→ Entries supplied
• • • •

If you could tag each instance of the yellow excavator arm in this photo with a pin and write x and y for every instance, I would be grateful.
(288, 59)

• • • •

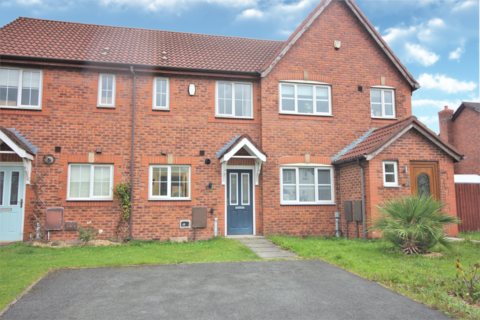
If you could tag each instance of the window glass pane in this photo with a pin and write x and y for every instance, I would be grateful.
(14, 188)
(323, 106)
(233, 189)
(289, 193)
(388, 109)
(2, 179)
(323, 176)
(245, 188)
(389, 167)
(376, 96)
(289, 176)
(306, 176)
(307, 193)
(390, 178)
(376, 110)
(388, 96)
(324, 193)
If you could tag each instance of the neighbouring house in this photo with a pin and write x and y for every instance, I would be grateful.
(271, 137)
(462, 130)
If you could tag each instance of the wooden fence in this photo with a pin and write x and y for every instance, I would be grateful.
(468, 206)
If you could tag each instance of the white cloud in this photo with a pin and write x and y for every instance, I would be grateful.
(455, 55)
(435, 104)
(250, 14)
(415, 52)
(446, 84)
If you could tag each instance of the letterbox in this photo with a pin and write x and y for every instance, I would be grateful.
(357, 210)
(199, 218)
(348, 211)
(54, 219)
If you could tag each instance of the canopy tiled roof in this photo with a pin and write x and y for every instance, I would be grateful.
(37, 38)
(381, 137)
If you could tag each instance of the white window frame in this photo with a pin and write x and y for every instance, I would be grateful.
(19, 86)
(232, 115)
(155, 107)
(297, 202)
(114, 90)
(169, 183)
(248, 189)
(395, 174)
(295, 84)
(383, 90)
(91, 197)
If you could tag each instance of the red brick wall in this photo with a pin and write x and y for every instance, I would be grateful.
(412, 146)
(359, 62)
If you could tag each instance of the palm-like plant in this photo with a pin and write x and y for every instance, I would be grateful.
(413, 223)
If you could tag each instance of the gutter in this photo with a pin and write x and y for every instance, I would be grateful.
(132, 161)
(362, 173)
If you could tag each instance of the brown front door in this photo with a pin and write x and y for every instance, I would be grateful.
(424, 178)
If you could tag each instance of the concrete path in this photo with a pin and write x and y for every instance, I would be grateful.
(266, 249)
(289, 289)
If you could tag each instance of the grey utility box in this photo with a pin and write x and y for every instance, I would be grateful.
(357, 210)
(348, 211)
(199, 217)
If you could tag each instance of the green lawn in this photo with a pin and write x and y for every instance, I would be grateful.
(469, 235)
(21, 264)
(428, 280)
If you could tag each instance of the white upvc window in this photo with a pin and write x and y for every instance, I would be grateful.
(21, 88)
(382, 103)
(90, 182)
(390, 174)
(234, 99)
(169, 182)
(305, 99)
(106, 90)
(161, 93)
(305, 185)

• • • •

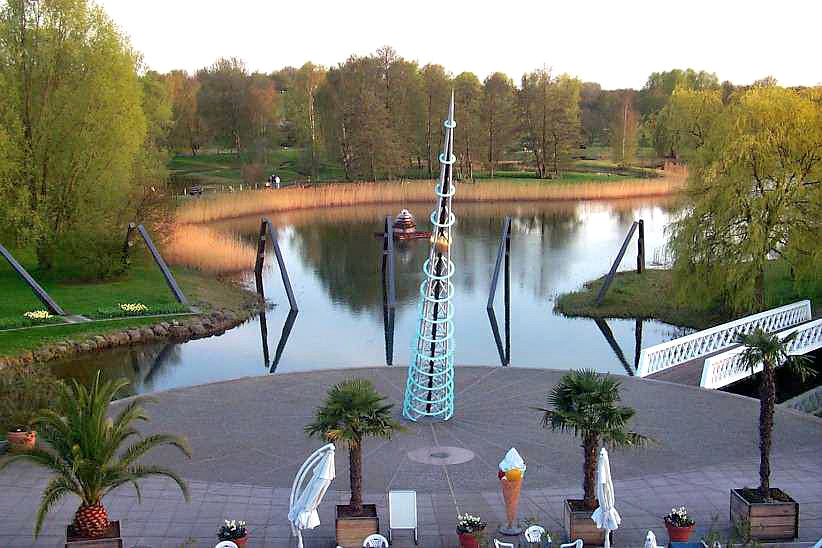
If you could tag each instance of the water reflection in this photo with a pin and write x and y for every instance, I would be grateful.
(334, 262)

• • • •

→ Exercise objective
Please pick out every line in the data above that contains the word "white" and copy each one out. Case counts.

→ Finished answer
If you could tag each instance of the white cloud in this photo with a pin and write x and y for every instance, I would be grateful.
If you could tag each instance of the white window frame in this photo with a pin and write x and y for every instance, I would be grateful.
If you could tag each instance of the white upvc window in this photo with a pin and write x and y for every instance, I would be grateful.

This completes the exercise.